> _Extract provided_:
Those who come to God must come in faith, believing that he is. Believing that he is what? Believing that he is God! We have a whole generation of Christians who have insufficiently reckoned with the fact that God is God. What can get this across that you have not already heard a thousand times? He is the Creator of all else that exists, and therefore absolutely sovereign over it, including you and me. He is omnipotent, all powerful. He is holy. You are totally dependent on his good pleasure for your next breath, even if you use it to curse him. He owns and has an absolute right to your worship, your obedience, to all you have and are, for without Him you would not be. And shall we then DARE to use him for a sideshow, a vending machine, a bandaid, a security blanket? To come to him that way is not to come to him at all.

> _Task instructions_:
(1) In the passage on coming to God in faith, what must those who come to God believe that he is?
(2) Carry on the passage on coming to God in faith, picking up after its final sentence.
The listing has no connection to the passage on coming to God in faith.

(Photo-based point labeling data)
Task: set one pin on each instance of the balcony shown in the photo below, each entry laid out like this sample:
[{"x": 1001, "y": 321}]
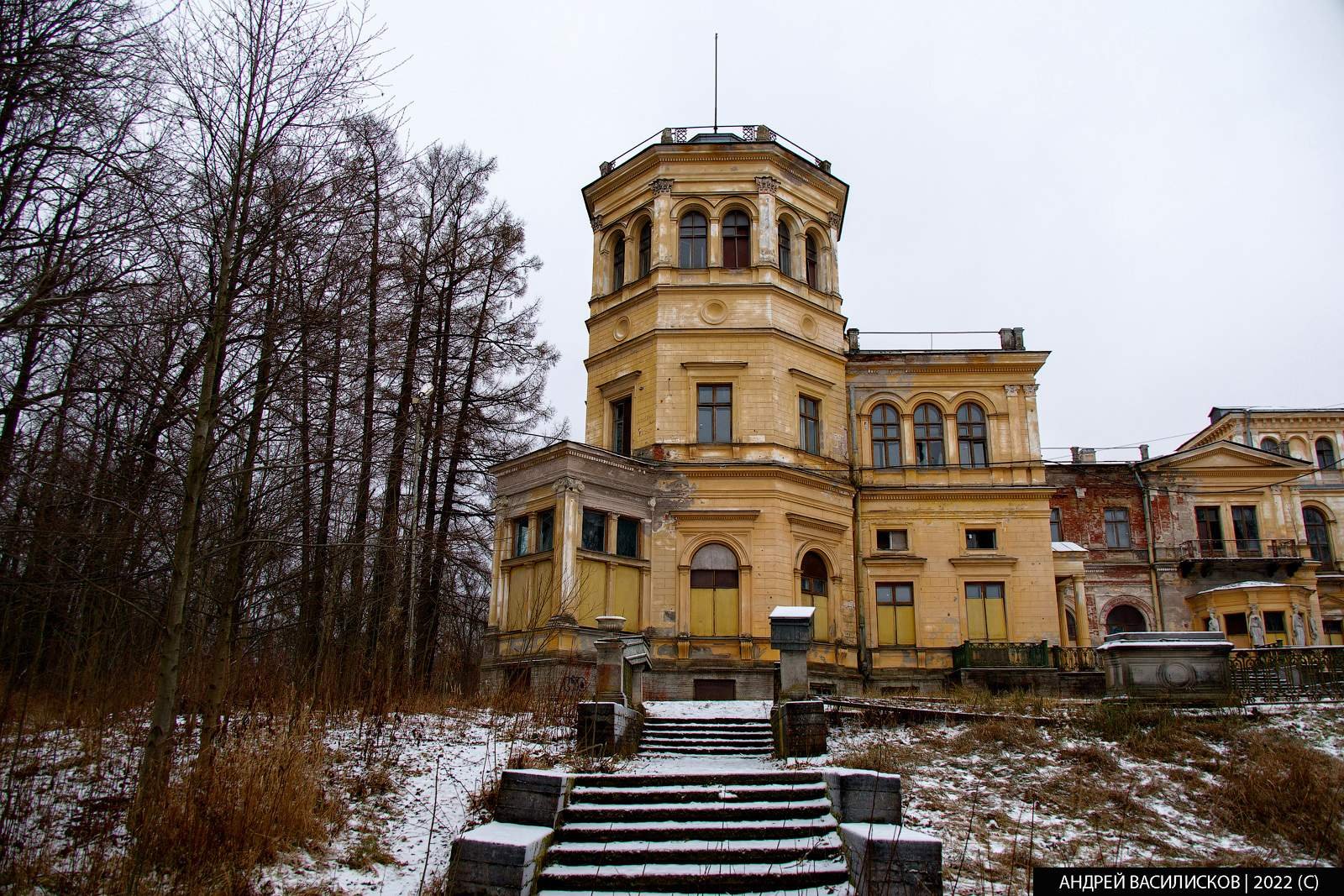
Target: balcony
[{"x": 1200, "y": 558}]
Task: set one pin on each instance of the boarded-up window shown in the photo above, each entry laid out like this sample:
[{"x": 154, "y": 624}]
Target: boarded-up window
[
  {"x": 985, "y": 617},
  {"x": 895, "y": 614},
  {"x": 714, "y": 591}
]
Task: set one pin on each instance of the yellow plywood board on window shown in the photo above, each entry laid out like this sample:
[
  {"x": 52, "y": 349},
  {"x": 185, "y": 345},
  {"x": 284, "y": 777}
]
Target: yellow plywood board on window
[
  {"x": 543, "y": 590},
  {"x": 725, "y": 611},
  {"x": 627, "y": 597},
  {"x": 591, "y": 593},
  {"x": 822, "y": 618},
  {"x": 887, "y": 625},
  {"x": 702, "y": 610},
  {"x": 519, "y": 613},
  {"x": 905, "y": 625},
  {"x": 995, "y": 621},
  {"x": 976, "y": 627}
]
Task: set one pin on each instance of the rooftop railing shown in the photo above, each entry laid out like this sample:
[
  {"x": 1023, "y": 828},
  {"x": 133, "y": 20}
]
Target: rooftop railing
[{"x": 711, "y": 134}]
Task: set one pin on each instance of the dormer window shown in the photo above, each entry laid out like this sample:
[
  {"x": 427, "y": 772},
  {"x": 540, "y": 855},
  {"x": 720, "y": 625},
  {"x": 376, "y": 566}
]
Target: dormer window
[
  {"x": 618, "y": 262},
  {"x": 737, "y": 239},
  {"x": 694, "y": 233}
]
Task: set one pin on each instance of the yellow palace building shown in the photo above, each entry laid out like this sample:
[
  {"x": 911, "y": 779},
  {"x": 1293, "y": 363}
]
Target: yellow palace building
[{"x": 743, "y": 452}]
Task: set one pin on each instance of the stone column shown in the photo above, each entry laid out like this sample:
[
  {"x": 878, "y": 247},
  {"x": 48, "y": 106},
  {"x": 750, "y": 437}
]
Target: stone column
[
  {"x": 833, "y": 224},
  {"x": 664, "y": 228},
  {"x": 768, "y": 250},
  {"x": 569, "y": 530},
  {"x": 597, "y": 254},
  {"x": 1081, "y": 613}
]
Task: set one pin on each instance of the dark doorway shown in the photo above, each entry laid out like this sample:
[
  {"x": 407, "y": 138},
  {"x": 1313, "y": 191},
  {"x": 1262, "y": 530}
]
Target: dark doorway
[{"x": 716, "y": 689}]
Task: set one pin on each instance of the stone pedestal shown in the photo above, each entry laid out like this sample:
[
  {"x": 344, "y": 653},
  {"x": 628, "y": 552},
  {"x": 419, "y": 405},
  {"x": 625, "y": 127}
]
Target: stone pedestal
[{"x": 1167, "y": 665}]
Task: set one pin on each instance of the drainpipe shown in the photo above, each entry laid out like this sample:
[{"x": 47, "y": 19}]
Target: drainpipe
[
  {"x": 1152, "y": 553},
  {"x": 862, "y": 656}
]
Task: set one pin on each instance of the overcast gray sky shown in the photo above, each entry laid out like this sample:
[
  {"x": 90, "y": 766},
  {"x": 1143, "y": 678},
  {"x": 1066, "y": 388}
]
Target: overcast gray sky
[{"x": 1155, "y": 191}]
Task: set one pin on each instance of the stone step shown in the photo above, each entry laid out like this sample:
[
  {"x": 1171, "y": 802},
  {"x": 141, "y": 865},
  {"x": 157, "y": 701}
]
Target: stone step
[
  {"x": 696, "y": 852},
  {"x": 698, "y": 793},
  {"x": 692, "y": 750},
  {"x": 707, "y": 810},
  {"x": 591, "y": 832},
  {"x": 719, "y": 878},
  {"x": 699, "y": 778}
]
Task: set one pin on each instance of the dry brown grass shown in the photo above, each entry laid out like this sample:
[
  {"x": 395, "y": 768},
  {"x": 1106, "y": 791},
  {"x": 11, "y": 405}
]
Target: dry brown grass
[{"x": 1276, "y": 786}]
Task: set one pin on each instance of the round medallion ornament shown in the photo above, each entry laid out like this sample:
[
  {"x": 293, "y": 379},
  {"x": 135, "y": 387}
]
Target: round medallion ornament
[
  {"x": 714, "y": 312},
  {"x": 1178, "y": 674}
]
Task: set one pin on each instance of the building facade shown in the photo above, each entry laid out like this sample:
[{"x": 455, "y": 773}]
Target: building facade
[{"x": 743, "y": 452}]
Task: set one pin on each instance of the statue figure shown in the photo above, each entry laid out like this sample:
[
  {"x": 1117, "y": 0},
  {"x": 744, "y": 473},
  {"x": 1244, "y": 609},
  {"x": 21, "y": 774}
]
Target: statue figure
[{"x": 1257, "y": 631}]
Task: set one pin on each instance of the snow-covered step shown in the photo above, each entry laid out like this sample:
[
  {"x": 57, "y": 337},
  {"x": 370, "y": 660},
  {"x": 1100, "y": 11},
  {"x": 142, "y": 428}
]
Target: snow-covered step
[
  {"x": 696, "y": 812},
  {"x": 622, "y": 852},
  {"x": 717, "y": 878}
]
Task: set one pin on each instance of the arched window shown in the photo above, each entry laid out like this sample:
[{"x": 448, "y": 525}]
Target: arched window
[
  {"x": 886, "y": 437},
  {"x": 813, "y": 586},
  {"x": 714, "y": 591},
  {"x": 972, "y": 443},
  {"x": 618, "y": 262},
  {"x": 1326, "y": 458},
  {"x": 645, "y": 249},
  {"x": 1319, "y": 537},
  {"x": 929, "y": 436},
  {"x": 1126, "y": 618},
  {"x": 737, "y": 239},
  {"x": 694, "y": 235}
]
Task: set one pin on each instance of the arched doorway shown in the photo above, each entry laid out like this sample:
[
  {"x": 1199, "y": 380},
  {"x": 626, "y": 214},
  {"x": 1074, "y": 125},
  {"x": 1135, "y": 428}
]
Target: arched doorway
[
  {"x": 714, "y": 591},
  {"x": 813, "y": 586},
  {"x": 1126, "y": 618}
]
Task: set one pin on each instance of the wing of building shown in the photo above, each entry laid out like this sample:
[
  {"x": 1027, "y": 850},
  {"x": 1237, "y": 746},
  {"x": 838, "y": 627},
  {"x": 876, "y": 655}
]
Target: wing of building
[{"x": 745, "y": 450}]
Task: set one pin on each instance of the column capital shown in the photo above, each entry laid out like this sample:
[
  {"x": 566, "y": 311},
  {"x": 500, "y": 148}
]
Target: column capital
[{"x": 568, "y": 484}]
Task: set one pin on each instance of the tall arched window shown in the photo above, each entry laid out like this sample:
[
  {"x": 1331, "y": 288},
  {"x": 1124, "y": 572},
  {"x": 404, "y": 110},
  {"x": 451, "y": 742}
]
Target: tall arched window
[
  {"x": 714, "y": 591},
  {"x": 886, "y": 437},
  {"x": 737, "y": 239},
  {"x": 929, "y": 436},
  {"x": 645, "y": 249},
  {"x": 618, "y": 262},
  {"x": 813, "y": 586},
  {"x": 1126, "y": 618},
  {"x": 694, "y": 235},
  {"x": 1319, "y": 537},
  {"x": 972, "y": 441},
  {"x": 1326, "y": 458}
]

> _Task answers_:
(1) That he is God.

(2)
But then—and only then—we come to the next glorious phrase. He is a Rewarder of those who seek him! When you come to him in faith he will not annihilate you. The fire of his holiness will not burn you to ash, because if you come to him in faith you are covered by the blood of his Son, clothed in the white robes of Christ’s righteousness, and that is what the Father will choose to see. When you come to him in faith, you are seeking first the Kingdom of Heaven and his righteousness—and then he rewards you, then you find that “all these things” are added unto you! Then you will be forgiven, you will have your sins wiped away and never counted against you, you will be adopted and loved and given a purpose and eternal life in which to fulfill that purpose. Then he will meet all your needs, including the things the gentiles seek. Then you will be astounded by his mighty works, flooded by his blessings, healed of all your wounds, and wrapped in his loving arms forever. You will find all these things because you came not for them but for him—and they are in him. They are nowhere else to be found.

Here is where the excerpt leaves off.